Data records:
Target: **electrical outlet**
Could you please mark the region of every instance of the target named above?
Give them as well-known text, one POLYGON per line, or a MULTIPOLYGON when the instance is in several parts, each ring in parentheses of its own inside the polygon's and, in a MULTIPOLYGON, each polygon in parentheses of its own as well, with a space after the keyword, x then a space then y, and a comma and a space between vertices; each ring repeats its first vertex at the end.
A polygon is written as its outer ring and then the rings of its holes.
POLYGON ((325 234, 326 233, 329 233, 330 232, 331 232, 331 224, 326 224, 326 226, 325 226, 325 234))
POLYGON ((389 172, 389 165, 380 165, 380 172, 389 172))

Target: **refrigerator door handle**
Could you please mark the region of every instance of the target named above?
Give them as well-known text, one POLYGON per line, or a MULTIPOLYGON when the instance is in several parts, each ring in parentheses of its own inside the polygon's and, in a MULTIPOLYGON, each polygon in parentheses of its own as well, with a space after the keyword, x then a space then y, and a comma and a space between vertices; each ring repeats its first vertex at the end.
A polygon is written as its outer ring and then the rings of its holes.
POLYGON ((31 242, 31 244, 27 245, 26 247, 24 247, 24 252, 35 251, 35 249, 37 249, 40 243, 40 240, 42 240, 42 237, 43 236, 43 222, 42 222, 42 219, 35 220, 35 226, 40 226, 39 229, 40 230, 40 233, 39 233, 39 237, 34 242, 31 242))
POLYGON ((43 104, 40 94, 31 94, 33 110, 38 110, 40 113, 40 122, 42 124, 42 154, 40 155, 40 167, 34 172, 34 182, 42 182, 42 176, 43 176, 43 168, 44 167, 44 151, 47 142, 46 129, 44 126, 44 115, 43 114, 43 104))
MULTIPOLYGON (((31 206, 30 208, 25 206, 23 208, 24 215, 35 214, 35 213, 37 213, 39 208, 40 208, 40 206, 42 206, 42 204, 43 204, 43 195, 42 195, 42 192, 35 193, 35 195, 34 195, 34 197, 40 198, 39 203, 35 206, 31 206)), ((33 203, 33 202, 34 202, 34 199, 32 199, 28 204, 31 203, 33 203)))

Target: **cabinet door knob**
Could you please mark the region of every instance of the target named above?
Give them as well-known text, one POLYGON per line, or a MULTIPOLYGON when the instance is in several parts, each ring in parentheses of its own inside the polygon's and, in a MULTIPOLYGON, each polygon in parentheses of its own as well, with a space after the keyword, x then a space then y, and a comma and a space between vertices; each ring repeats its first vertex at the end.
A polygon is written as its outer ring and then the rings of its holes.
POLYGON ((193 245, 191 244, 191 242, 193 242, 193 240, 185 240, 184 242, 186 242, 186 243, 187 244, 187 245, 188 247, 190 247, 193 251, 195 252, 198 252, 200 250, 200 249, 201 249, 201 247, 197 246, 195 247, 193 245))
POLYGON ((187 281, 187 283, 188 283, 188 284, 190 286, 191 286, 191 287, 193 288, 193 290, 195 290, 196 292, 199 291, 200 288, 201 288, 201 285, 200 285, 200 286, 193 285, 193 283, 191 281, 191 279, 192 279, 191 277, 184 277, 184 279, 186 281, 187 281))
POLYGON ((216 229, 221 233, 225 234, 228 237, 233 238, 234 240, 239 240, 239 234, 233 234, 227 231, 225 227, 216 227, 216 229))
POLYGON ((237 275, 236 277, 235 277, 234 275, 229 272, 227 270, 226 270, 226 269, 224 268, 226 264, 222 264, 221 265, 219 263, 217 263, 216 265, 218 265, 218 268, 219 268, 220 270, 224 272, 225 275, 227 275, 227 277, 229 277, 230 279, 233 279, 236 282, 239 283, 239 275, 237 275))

WHAT THE EXERCISE ASKS
Rewrite all the lines above, changing "mark the region of every instance" to "outline each instance" wherever it occurs and leaving everything else as it is.

EXERCISE RESULT
Target: **electrical outlet**
Could you please outline each instance of the target named above?
Give them as well-known text, one POLYGON per line, or a MULTIPOLYGON when the instance is in several parts, each ring in parentheses of its own inside the polygon's and, in a MULTIPOLYGON, each polygon in parentheses of its own as well, with a space after the keyword, x then a space then y, and a comma and a space between vertices; each ring repeats its first vertex at the end.
A polygon is written as its outer ring and then the rings of its holes.
POLYGON ((325 234, 326 233, 329 233, 330 232, 331 232, 331 224, 326 224, 326 226, 325 226, 325 234))
POLYGON ((389 172, 389 165, 380 165, 380 172, 389 172))

Target: **refrigerator door handle**
Could you please outline each instance of the target named above?
Give them as well-known text, one POLYGON per line, or a MULTIPOLYGON when the instance is in several parts, each ring in parentheses of its own inside the polygon's and, in a MULTIPOLYGON, each polygon in parentheses of its own as well, with a space after the keyword, x then a space then y, and a comma and a space between vertices; each ring repeats its first vertex at the end.
A polygon is written as its outer ring and then the rings of its holes.
POLYGON ((31 242, 31 244, 27 245, 26 247, 24 247, 24 252, 35 251, 35 249, 37 249, 40 243, 40 240, 42 240, 42 237, 43 236, 43 222, 42 222, 42 219, 35 220, 35 226, 40 226, 39 229, 40 230, 40 233, 39 233, 39 237, 34 242, 31 242))
POLYGON ((43 104, 40 94, 31 94, 33 110, 38 110, 40 113, 40 122, 42 124, 42 154, 40 155, 40 167, 34 172, 34 182, 42 182, 42 176, 43 176, 43 168, 44 167, 44 151, 47 142, 46 129, 44 126, 44 115, 43 114, 43 104))
MULTIPOLYGON (((31 206, 30 208, 25 206, 23 208, 24 215, 35 214, 35 213, 37 213, 39 208, 40 208, 40 206, 42 206, 42 204, 43 204, 43 195, 42 195, 42 192, 35 193, 35 195, 34 195, 34 197, 40 198, 39 203, 35 206, 31 206)), ((33 203, 33 202, 34 202, 34 199, 32 199, 28 204, 31 203, 33 203)))

Target: **cabinet door knob**
Could you please outline each instance of the target named above?
Give them as well-known text, one POLYGON per line, or a MULTIPOLYGON when the instance is in several parts, each ring in parentheses of its own inside the polygon's and, in a MULTIPOLYGON, each polygon in parentheses of its own as well, with a space after the keyword, x then a space then y, and a comma and a space between vertices; each ring repeats its first vertex at the end.
A polygon is written as its outer ring and then the rings of its holes.
POLYGON ((193 245, 191 244, 191 242, 193 242, 193 240, 185 240, 184 242, 186 242, 186 243, 187 244, 187 245, 188 247, 190 247, 193 251, 195 252, 198 252, 200 250, 200 249, 201 249, 201 247, 197 246, 195 247, 193 245))
POLYGON ((187 281, 187 283, 188 283, 188 284, 190 286, 191 286, 191 287, 193 288, 193 290, 195 290, 196 292, 199 291, 200 288, 201 288, 201 285, 200 285, 200 286, 193 285, 193 283, 191 281, 191 279, 192 279, 191 277, 184 277, 184 279, 186 281, 187 281))
POLYGON ((216 229, 221 233, 225 234, 228 237, 233 238, 234 240, 239 240, 239 234, 233 234, 227 231, 225 227, 216 227, 216 229))
POLYGON ((237 275, 236 277, 235 277, 234 275, 229 272, 227 270, 226 270, 226 269, 224 268, 226 264, 222 264, 221 265, 219 263, 217 263, 216 265, 218 265, 218 268, 219 268, 220 270, 224 272, 225 275, 227 275, 227 277, 229 277, 230 279, 233 279, 236 282, 239 283, 239 275, 237 275))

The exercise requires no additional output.